** AVAILABLE DATA follows **

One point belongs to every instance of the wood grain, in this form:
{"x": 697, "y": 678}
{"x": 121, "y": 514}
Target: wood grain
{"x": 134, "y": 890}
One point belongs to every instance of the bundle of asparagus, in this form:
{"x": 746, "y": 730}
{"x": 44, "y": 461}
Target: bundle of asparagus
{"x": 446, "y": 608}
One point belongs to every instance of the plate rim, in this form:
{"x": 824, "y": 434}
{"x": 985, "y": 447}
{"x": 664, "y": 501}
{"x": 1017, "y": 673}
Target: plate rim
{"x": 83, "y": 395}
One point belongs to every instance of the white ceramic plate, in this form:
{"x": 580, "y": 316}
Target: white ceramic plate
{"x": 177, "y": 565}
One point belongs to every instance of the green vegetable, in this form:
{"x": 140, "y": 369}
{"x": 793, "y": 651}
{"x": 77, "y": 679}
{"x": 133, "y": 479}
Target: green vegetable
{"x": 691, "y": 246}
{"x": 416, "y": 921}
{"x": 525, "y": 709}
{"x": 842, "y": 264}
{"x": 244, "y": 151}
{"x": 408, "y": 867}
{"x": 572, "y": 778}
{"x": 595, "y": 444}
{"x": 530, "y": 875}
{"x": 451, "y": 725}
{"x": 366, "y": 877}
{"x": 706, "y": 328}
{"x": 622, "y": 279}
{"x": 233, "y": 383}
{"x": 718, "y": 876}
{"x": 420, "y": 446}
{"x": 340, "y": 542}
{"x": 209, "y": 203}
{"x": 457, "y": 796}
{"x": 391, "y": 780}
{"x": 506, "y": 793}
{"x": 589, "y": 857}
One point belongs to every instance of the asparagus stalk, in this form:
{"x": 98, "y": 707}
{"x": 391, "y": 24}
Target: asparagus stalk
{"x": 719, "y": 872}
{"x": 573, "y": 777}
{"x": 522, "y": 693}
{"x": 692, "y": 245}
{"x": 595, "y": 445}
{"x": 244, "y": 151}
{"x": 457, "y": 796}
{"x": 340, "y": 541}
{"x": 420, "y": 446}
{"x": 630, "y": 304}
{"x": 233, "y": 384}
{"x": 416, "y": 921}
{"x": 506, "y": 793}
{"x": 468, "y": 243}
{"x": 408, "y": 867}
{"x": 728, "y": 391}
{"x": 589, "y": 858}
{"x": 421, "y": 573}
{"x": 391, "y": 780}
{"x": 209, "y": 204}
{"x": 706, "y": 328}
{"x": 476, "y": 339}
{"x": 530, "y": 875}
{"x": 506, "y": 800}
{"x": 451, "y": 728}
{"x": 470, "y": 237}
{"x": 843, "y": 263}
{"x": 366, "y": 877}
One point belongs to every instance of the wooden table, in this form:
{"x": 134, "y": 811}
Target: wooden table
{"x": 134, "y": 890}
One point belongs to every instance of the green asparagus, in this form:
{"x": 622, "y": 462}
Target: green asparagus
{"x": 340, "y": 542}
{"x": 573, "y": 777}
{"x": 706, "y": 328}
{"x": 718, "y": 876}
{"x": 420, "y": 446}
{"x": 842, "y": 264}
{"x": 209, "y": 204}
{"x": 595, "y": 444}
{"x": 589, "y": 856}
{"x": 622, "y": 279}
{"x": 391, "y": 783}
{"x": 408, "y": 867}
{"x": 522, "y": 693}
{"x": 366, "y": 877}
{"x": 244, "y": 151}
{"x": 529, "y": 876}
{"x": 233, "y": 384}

** End of AVAILABLE DATA **

## ASSIGNMENT
The job here is to find each line above with the word "point" and copy it.

## REPLY TO THE TASK
One point belongs to every instance of the wood grain, in this form:
One point belongs to every instance of the bundle of asparagus, in this form:
One point belongs to every instance of the plate rim, in this form:
One point belongs to every instance of the white ceramic plate, in this form:
One point belongs to every instance of the green vegetable, in this form:
One point belongs to every instance of the asparagus stalk, in this form:
One point belongs to every instance of the wooden table, in this form:
One point belongs to every instance of the green asparagus, in this form:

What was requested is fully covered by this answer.